Pointing dataset records:
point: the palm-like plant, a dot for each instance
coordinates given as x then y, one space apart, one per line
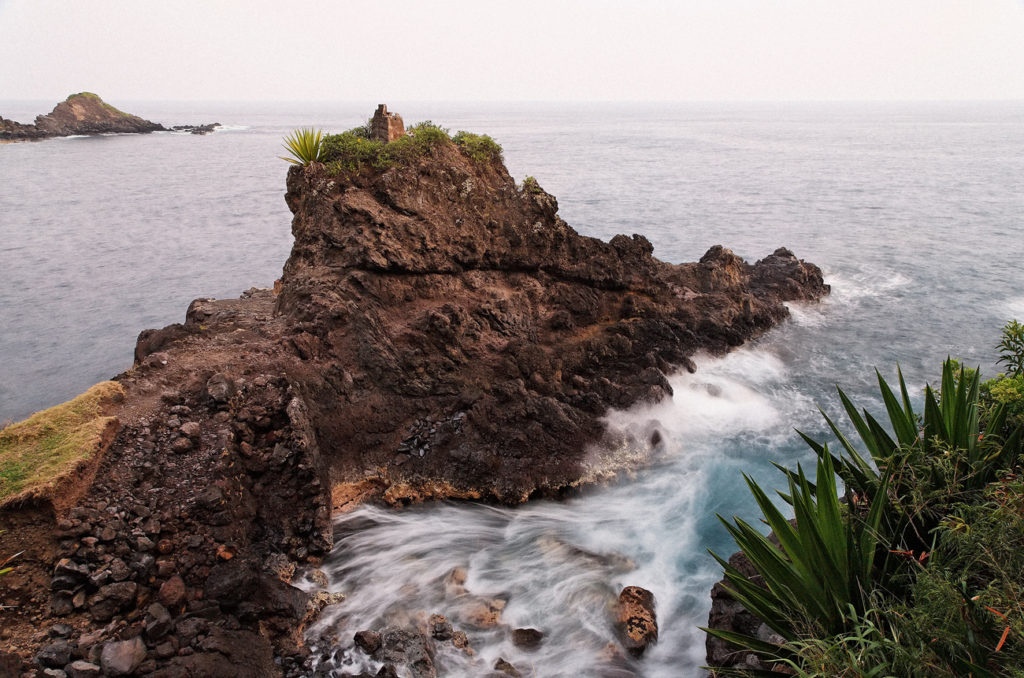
304 144
823 576
822 570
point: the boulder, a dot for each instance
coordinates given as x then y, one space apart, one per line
121 658
636 621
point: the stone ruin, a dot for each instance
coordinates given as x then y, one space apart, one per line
386 126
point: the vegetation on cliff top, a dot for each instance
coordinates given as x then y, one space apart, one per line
39 451
918 571
96 97
354 151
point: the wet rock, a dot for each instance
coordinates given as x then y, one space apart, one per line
484 613
192 429
54 655
210 498
82 669
527 638
61 631
181 445
121 658
111 599
219 387
158 622
729 615
440 629
172 592
636 621
504 667
230 582
368 641
410 648
229 654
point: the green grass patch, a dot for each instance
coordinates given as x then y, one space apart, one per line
354 151
39 451
90 95
304 145
916 569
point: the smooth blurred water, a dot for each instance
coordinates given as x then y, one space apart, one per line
913 211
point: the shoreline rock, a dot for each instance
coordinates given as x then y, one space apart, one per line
438 332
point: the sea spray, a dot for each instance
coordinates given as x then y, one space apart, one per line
558 566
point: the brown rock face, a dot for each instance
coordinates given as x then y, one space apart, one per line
636 621
470 341
437 332
386 126
87 114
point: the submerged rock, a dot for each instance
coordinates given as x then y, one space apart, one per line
437 332
86 114
636 621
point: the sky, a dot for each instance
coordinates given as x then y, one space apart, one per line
527 50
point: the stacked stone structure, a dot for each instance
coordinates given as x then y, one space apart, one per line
386 126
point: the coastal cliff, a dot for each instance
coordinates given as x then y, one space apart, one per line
438 332
85 113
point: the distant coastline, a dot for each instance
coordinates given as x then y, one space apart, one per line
87 114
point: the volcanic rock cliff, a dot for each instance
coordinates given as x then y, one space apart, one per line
437 332
469 341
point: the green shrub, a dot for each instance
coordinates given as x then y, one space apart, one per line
1012 348
304 144
353 151
530 185
480 147
919 570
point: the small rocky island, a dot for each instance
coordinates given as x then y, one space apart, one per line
438 332
85 113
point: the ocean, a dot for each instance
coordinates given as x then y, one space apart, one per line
913 211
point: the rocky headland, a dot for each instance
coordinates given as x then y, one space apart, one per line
86 114
438 332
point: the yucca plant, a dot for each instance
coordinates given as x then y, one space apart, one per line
950 424
304 144
825 565
1012 348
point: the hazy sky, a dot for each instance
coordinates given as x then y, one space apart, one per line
521 50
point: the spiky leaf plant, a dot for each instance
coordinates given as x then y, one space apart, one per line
304 144
824 566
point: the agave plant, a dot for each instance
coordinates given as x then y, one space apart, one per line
304 144
950 423
836 558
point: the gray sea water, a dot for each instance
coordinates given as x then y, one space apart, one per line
914 212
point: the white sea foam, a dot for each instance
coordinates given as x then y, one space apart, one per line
867 283
1015 307
559 565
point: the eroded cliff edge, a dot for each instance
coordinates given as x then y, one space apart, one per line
85 113
468 341
437 332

[Stated task]
Please quote all of the data above line for line, leaving out the pictures.

[The completed task]
point: the palm-like plant, a dot for each instance
coordinates given as x then y, one space apart, one per line
304 144
823 576
822 570
point: the boulder, a dot for each instance
coordinates given as x then y, one space apart, one per line
121 658
636 621
point: the stone ruin, a dot for each instance
coordinates given as x then y, one space apart, one per line
386 126
point: the vegetation on cliff top, a dot for each instance
coordinates given as x then y, one space apart, one per line
39 451
918 571
96 97
354 151
point: the wet rock, a dot for each instance
coordinates given as x then y, one space apart, one per line
484 613
192 429
54 655
210 498
82 669
527 638
61 631
181 445
121 658
111 599
219 387
158 622
729 615
440 629
172 592
636 621
504 667
230 582
368 641
410 648
229 654
point: the green grass patch, a dot for each instance
coordinates given as x then y, one space apart, one per line
354 151
39 451
90 95
304 145
916 569
point: the smooth blurred water, a dot for each instance
coordinates given as x then y, one space apart, one per line
913 211
point: the shoreline rock, a dot for each instance
coordinates given as x then y, one space apart, one per line
438 332
point: the sea spray, a dot for each instance
coordinates given as x then y, one space apart, one per line
558 566
point: the brown rock face, a dot for each instance
coordinates given as x then y, one space apart, one per line
636 621
470 341
437 332
386 126
87 114
point: the submerged rock, a dot for each instance
coordinates given as x then y, one space apart, one per line
437 332
86 114
636 621
point: the sky, a dot for each instance
coordinates given as x then y, one space apart, one per line
527 50
point: the stacked stone structure, a dot for each instance
coordinates given as x then y, one space apart, one per line
386 126
point: the coastal cliff, a dot for each instance
coordinates given as x then y, one space apart, one per line
438 332
85 113
point: the distant coastline, a dot for each instance
coordinates given as x then y, one space apart, one per line
87 114
point: the volcanic rock cliff, a dot for each instance
coordinates given as x then y, one space apart, one per line
437 332
469 341
point: the green shrub, a dot for each instance
coordinates given as x then y, one space apart, one per line
1012 348
304 144
353 151
530 185
480 147
919 570
point: the small rocky island, a dot for each instance
coordinates given as x then y, one space apart, one per line
438 332
85 113
point: the ocean, a dot for each instance
coordinates given as x then y, one space apart, one per line
913 211
point: the rocky headland, a dot for each instance
coordinates given as x then y, one space apart, one per line
86 114
438 332
point: the yucca plant, a dot for each instance
coordinates given as x then y, one space apart, one per line
950 424
304 144
825 565
1012 348
point: the hazy sky, a dot for each instance
coordinates given as x then y, one space apart, one per line
521 50
point: the spiky leaf plant, a dot for each instance
coordinates given as x then y, one space apart, one per line
304 144
824 566
point: the agave plant, a dot for each instance
coordinates given as x then y, one space apart, one per line
304 144
950 423
836 558
point: the gray sea water, a dot for each instance
coordinates given as x then y, one space apart, one per line
914 212
point: the white sea foam, a dot for each instance
coordinates given as x then y, one space apart, one per line
867 283
1015 307
559 565
point: the eroded cliff edge, a dot for each instance
coordinates given as x then y, one space apart, one per line
85 113
468 341
437 332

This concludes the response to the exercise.